▼
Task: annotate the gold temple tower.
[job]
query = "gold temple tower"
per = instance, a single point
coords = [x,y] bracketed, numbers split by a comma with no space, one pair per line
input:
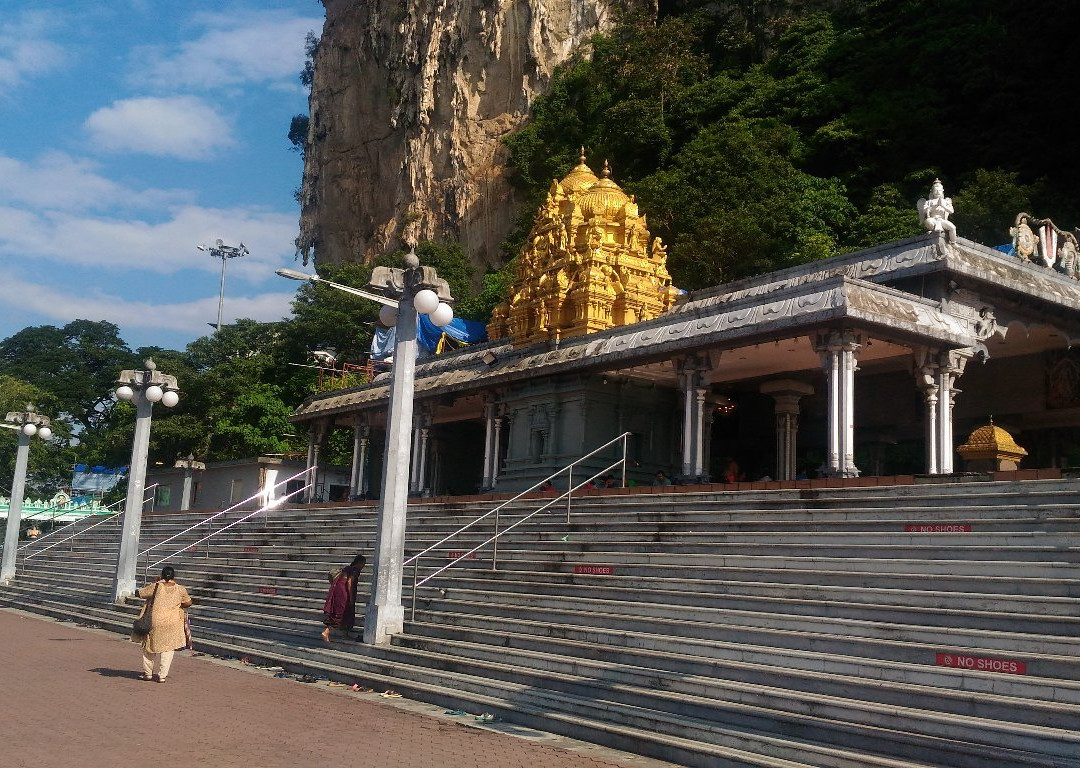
[589,265]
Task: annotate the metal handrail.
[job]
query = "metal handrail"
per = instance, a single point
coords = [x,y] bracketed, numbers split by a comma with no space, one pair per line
[218,514]
[277,502]
[415,560]
[65,527]
[78,533]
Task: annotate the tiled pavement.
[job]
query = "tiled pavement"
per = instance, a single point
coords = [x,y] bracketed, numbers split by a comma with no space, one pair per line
[69,696]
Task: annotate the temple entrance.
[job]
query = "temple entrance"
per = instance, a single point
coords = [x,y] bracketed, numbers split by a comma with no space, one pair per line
[459,458]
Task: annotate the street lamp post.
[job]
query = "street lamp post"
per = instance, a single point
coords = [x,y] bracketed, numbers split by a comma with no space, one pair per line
[28,422]
[409,291]
[219,250]
[144,388]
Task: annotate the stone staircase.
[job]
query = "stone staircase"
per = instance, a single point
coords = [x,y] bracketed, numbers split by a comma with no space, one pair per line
[785,628]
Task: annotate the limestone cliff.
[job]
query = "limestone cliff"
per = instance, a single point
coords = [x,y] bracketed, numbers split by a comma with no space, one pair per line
[408,103]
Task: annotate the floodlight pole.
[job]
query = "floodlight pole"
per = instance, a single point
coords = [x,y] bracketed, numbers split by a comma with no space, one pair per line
[144,388]
[225,253]
[407,290]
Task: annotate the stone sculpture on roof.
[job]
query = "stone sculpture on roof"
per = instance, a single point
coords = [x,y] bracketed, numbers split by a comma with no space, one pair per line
[1041,241]
[934,213]
[590,264]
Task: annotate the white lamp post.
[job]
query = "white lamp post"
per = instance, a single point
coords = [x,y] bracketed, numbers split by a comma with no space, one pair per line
[407,291]
[219,250]
[28,423]
[144,388]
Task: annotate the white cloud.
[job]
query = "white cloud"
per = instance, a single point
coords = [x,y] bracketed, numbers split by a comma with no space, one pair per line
[161,247]
[25,50]
[246,48]
[157,314]
[179,126]
[58,182]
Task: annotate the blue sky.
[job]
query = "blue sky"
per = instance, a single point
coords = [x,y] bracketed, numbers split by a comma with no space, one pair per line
[131,131]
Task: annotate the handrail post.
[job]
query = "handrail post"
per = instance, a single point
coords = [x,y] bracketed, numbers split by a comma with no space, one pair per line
[495,542]
[625,438]
[416,566]
[569,492]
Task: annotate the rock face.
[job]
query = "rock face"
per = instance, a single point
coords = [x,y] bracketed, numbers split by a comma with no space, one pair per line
[408,105]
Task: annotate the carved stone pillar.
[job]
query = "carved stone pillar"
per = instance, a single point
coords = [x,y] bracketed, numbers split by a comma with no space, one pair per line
[489,442]
[926,375]
[414,483]
[422,474]
[786,394]
[838,351]
[316,433]
[694,374]
[497,449]
[950,367]
[358,479]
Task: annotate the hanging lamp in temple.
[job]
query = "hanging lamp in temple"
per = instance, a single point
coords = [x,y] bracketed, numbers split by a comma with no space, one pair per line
[589,265]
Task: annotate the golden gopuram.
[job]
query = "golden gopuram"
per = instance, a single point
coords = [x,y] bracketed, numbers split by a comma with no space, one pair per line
[590,264]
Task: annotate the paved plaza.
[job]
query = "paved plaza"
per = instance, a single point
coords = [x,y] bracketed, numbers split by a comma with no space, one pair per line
[69,696]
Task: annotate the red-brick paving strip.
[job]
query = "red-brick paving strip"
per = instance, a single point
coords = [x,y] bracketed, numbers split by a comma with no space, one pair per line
[69,697]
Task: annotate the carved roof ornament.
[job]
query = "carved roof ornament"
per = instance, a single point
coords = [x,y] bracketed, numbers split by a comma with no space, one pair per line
[934,212]
[590,264]
[1041,241]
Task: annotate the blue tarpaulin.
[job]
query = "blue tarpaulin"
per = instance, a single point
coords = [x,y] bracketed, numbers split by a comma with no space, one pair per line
[458,332]
[96,479]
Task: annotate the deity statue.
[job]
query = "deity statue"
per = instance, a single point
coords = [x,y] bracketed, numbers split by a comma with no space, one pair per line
[934,213]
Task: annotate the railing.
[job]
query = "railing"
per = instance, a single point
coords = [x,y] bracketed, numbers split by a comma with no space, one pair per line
[494,540]
[115,516]
[210,521]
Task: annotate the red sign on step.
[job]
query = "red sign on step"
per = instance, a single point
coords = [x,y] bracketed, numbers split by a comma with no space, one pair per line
[594,569]
[982,663]
[937,528]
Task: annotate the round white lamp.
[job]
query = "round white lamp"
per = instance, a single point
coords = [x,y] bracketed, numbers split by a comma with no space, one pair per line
[442,315]
[426,300]
[388,315]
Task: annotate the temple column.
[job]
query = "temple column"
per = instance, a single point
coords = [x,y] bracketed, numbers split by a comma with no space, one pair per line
[950,367]
[786,395]
[686,387]
[489,443]
[838,350]
[851,345]
[926,374]
[316,434]
[699,433]
[497,448]
[422,486]
[358,477]
[414,462]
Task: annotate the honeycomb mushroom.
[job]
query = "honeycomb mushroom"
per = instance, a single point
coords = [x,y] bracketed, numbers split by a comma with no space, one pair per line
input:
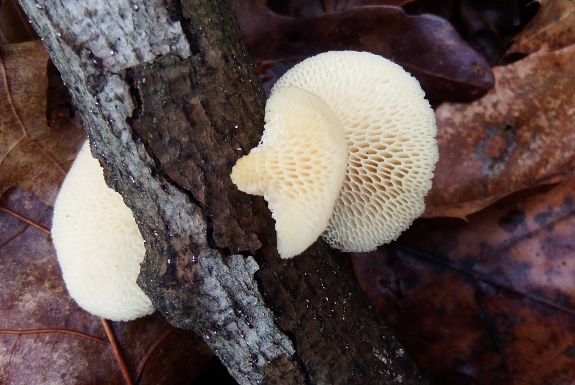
▲
**What this task involves**
Edit the entries above by replacing every occurrence of "a single point" with "exactly one point" and leaving all other text unchanged. Leave the pictures out of your answer.

**Complete answer**
Task: annotate the gold temple tower.
[job]
query = "gold temple tower"
per = instance, exactly one point
coords = [x,y] bracketed, numbers split by a comma with no space, one pair per line
input:
[589,265]
Task: annotate the metal handrail.
[job]
query = "metal handrail"
per = instance, exactly one point
coords = [x,y] bracketed, numbers split by a comma with no space, one pair per line
[218,514]
[277,502]
[415,560]
[65,527]
[78,533]
Task: annotate the tiled pavement.
[job]
query = "tiled pavement"
per = instance, exactly one point
coords = [x,y] bracketed, numbers split by a comma with no space, one pair per line
[69,696]
Task: annotate the temple entrance.
[job]
query = "temple entrance"
per = instance, exactly one point
coords = [x,y] bracketed, numbers split by a comma with no space, one pair per line
[459,458]
Task: annotate the street lamp post.
[job]
query = "street lamp post"
per = instance, exactly one point
coords = [x,y] bracketed, numbers split by a comma with no space, one pair per line
[28,422]
[409,291]
[219,250]
[144,388]
Task: annotate the stone staircase.
[job]
query = "stone staircase"
per = instance, exactly one point
coords = [x,y] bracketed, numbers split by a comma with no space, one pair per line
[785,628]
Task: annotate the limestone cliff.
[job]
query = "limestone cliff"
per = instance, exactly one point
coords = [x,y] bracketed, numbers split by a comma with no space, one pair per line
[408,103]
Task: annotate the floodlight pole.
[job]
query = "floodlight pole"
per = instance, exactly one point
coords = [x,y] bracketed, numbers split by a comma with no space, one pair per line
[144,388]
[225,253]
[407,290]
Task: annotate the stone sculpture on roof.
[job]
query = "stone sculpture on roof"
per = instance, exactly one point
coords = [x,y] bracketed, numbers split by a comma with no space, one pair per line
[1041,241]
[934,213]
[590,264]
Task: annotate the white lamp post.
[job]
query = "white lamp post"
per = instance, exactly one point
coords = [x,y] bracketed, numbers split by a comma with no space, one pair per line
[407,291]
[219,250]
[28,423]
[144,388]
Task: annotate the white cloud.
[job]
query = "white cloud"
per = instance, exactly one point
coords = [x,y] bracketed, numbers split by a comma with no space, one pair per line
[161,247]
[25,50]
[246,48]
[157,314]
[179,126]
[58,182]
Task: annotate the blue sky.
[job]
query = "blue sky"
per = instance, exactly one point
coords = [x,y] bracketed, numbers split by a comma with no space, one pair per line
[131,131]
Task: annotate the handrail post.
[job]
query = "handrail post"
per = instance, exactly one point
coords = [x,y] bracketed, numbers split by a comma with no space, one pair per line
[495,542]
[625,438]
[416,566]
[569,492]
Task: annotate the rock face.
[job]
query = "rock face"
per = instance, exactly one point
coords = [x,y] bracketed, numbers split by a comma with no space, one pair per line
[408,105]
Task: annotate the carved stone pillar.
[job]
query = "carved stone pillar"
per = instance, exactly one point
coords = [x,y] bracketed, numbers split by a comma with no space, one pair per line
[489,442]
[926,375]
[414,483]
[422,474]
[786,394]
[838,351]
[316,433]
[694,374]
[497,449]
[950,367]
[358,479]
Task: annotate the hanging lamp in temple.
[job]
query = "hanging lamp in temple"
per = instance, exactly one point
coords = [x,y] bracketed, numbers split by a comma with no space, one pair per line
[589,265]
Task: annotate the golden gopuram.
[job]
query = "golden gopuram"
per = instance, exactly one point
coords = [x,y] bracketed, numbers split by a comma with no space, one pair per line
[590,264]
Task: annotate the paved plaza.
[job]
query = "paved plaza"
per = instance, exactly one point
coords = [x,y] bracketed, numbers split by a comma with no space, one pair per line
[69,696]
Task: annotate the red-brick paving strip.
[job]
query = "red-brick paving strip"
per = instance, exactly one point
coords = [x,y] bracketed, numbers split by a comma with no space, one pair per line
[69,697]
Task: annotate the carved roof ornament.
[job]
query = "carved roof ornament"
per = instance, exactly one point
coords = [x,y] bracketed, numbers split by a comma with no space, one pair per line
[934,212]
[590,264]
[1041,241]
Task: annotate the blue tarpaulin.
[job]
query = "blue tarpaulin"
per = instance, exactly one point
coords = [x,y] bracketed, numbers split by a comma with no space, one pair per line
[458,332]
[96,479]
Task: annotate the deity statue.
[job]
query = "deity statue"
per = instance, exactly one point
coords = [x,y] bracketed, numbers split by a comma with no space, one pair per line
[934,213]
Task: annotate the railing.
[job]
query = "railing"
per = instance, exactly one point
coords = [x,y] bracketed, numbers split by a comma with no space, one pair per line
[494,540]
[115,516]
[210,521]
Task: annotate the red sign on step.
[job]
query = "red sign on step"
per = instance, exactly one point
coords = [x,y] bracketed, numbers split by a comma with no space, one pair per line
[594,569]
[982,663]
[937,528]
Task: annotate the round white lamp.
[job]
query = "round white lamp"
per = instance, exactly one point
coords = [x,y] bracketed, numbers split by a comma with no space, one pair per line
[442,315]
[426,300]
[388,315]
Task: annotate the temple column.
[job]
query = "temple column"
per = instance, exactly one point
coords = [x,y] bracketed, numbers split by a comma with no space, one pair per line
[950,367]
[786,395]
[686,387]
[489,443]
[838,350]
[851,345]
[926,374]
[316,434]
[699,433]
[497,448]
[422,486]
[358,477]
[414,462]
Task: annotate the honeycomb mushroom.
[job]
query = "honeycomb mushroom"
per = instance, exactly one point
coords = [x,y] bracketed, numbers split by a comma with no space, one pair per line
input:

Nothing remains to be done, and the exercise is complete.